§ TEXT
Andrew Hale News Article Lead ImageUAB Department of Neurosurgery PGY2 Resident Andrew T. Hale, M.D., Ph.D., was awarded the Robert J. Dempsey, M.D., Cerebrovascular Research Award by the AANS/CNS Section on Cerebrovascular Surgery.

Hale will receive the $15,000 grant for his study, "Elucidating the genetic basis of vein of Galen Malformation," at the 2024 AANS/CNS Cerebrovascular Joint Section meeting. 

"I am honored to be selected for the Robert J. Dempsey, M.D., Cerebrovascular Research Award from the AANS/CNS. This grant will enable our continued efforts to understand the genetic basis of VOGM," said Hale. 

Vein of Galen malformation (VOGM) is the among the most severe vascular anomalies affecting the pediatric brain and there are fundamental gaps in the understanding of the genetic and molecular basis of VOGM that impede therapeutic development.

§ PROBLEMS AND TASKS
(1) Retype the passage of the award article that opens with the words containing "Andrew Hale News" and closes with "Joint Section meeting.".
(2) Continue the article about the neurosurgery research award from the point where it stops.
Nothing in the records that follow is needed.

(Referring expression data)
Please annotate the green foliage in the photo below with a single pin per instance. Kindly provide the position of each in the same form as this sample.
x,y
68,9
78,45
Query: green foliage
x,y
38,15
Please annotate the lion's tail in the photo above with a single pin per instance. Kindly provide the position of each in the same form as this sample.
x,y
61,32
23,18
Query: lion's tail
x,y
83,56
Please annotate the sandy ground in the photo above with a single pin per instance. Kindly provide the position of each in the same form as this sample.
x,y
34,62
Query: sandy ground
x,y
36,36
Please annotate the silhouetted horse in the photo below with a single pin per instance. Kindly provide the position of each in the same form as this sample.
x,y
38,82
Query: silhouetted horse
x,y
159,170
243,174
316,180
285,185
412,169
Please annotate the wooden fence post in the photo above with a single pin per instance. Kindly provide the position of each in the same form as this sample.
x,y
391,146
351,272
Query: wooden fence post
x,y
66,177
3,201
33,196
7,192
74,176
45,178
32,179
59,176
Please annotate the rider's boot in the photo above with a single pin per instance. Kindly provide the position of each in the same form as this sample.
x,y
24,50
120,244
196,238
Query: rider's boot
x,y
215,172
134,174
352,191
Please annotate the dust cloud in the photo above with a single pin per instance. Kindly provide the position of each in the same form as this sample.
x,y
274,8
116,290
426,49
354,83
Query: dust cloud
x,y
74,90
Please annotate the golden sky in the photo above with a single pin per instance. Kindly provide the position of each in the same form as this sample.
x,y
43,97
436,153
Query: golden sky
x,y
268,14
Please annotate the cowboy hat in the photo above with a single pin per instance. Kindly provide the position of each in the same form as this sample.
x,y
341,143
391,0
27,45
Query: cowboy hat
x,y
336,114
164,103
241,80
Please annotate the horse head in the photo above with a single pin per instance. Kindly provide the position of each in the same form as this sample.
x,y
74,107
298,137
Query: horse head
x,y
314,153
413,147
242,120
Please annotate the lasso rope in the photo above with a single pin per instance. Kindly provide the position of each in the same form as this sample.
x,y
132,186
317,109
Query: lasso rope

§ TASK-BY-TASK ANSWERS
(1)
Andrew Hale News Article Lead ImageUAB Department of Neurosurgery PGY2 Resident Andrew T. Hale, M.D., Ph.D., was awarded the Robert J. Dempsey, M.D., Cerebrovascular Research Award by the AANS/CNS Section on Cerebrovascular Surgery.

Hale will receive the $15,000 grant for his study, "Elucidating the genetic basis of vein of Galen Malformation," at the 2024 AANS/CNS Cerebrovascular Joint Section meeting.

(2)
Through his research, Hale’s goal is to address these obstacles by elucidating the genetic basis of VOGM through identification of germline and somatic mutations through in situ analysis of the VOGM lesion enabled by endoluminal tissue sampling (ETS.) Hale credits Assistant Professor Jesse Jones, M.D., for his instrumental support in repurposing ETS for VOGM, the key methodological advance for this work.

To acquire what Hale deems a “critical mass of genetic information,” he will further his research and establish the VOGM Genetics Research Consortium (VOGM-GRC) with an endorsement from the International Pediatric Stroke Organization, additional funding from the Aneurysm and AVM Foundation, the Joe Niekro Foundation and the Kaul Pediatric Research Institute at Children’s of Alabama, and industry support from Balt and Medtronic. 

“Our central hypothesis is that inadequate access to VOGM tissue in situ hinders the identification of somatic mutations responsible for VOGM pathogenesis and maintenance,” said Hale.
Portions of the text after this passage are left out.